Saved data entries
++++++

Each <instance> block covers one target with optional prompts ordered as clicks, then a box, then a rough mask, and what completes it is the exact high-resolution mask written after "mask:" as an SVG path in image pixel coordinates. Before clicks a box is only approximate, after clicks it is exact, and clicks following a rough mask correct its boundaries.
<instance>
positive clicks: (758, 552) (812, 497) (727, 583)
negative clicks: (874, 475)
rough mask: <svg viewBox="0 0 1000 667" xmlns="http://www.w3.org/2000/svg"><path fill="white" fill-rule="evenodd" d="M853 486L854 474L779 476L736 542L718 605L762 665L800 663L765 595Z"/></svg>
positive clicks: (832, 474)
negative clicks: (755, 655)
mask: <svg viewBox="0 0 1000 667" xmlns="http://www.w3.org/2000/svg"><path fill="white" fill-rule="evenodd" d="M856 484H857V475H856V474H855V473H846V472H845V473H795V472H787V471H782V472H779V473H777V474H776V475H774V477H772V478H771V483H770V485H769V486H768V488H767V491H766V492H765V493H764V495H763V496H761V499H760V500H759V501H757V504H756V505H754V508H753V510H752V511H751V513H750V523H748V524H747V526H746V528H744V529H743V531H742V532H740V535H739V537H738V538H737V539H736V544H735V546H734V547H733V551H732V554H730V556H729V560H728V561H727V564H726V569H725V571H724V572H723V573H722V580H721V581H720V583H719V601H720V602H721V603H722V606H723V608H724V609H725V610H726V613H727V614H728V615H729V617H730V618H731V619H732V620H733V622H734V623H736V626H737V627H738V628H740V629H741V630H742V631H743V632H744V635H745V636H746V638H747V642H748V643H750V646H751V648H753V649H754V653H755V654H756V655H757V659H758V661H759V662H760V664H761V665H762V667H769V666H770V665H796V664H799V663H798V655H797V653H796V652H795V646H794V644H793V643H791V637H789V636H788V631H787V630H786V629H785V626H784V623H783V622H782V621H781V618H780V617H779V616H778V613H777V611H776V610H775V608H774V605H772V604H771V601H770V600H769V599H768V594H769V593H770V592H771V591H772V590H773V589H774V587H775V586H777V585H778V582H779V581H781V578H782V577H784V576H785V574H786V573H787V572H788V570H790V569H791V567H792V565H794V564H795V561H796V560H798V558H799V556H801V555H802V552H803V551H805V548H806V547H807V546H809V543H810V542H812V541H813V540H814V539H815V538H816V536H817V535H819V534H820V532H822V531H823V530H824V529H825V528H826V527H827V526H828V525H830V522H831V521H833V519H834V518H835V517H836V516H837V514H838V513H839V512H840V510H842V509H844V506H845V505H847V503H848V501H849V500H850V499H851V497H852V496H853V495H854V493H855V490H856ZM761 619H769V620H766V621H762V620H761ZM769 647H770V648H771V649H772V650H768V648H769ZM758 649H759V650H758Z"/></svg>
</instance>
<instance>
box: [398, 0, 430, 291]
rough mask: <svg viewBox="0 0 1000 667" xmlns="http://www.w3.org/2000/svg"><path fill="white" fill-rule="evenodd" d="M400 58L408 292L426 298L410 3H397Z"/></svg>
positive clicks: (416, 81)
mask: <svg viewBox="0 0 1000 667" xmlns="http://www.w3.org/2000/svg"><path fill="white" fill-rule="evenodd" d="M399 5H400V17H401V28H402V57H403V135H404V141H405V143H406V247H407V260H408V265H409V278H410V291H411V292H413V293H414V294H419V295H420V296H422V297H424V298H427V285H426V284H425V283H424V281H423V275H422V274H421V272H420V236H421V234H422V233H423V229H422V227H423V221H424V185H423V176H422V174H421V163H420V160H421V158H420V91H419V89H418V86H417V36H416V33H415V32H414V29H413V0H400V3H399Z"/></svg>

++++++

Work order:
Copy out the material word for word, from its first line through the line containing "positive clicks: (832, 474)", including both of those lines.

Task solution:
Each <instance> block covers one target with optional prompts ordered as clicks, then a box, then a rough mask, and what completes it is the exact high-resolution mask written after "mask:" as an SVG path in image pixel coordinates. Before clicks a box is only approximate, after clicks it is exact, and clicks following a rough mask correct its boundaries.
<instance>
positive clicks: (758, 552) (812, 497) (727, 583)
negative clicks: (874, 475)
rough mask: <svg viewBox="0 0 1000 667" xmlns="http://www.w3.org/2000/svg"><path fill="white" fill-rule="evenodd" d="M853 486L854 474L779 476L736 542L718 605L762 665L800 663L765 595Z"/></svg>
positive clicks: (832, 474)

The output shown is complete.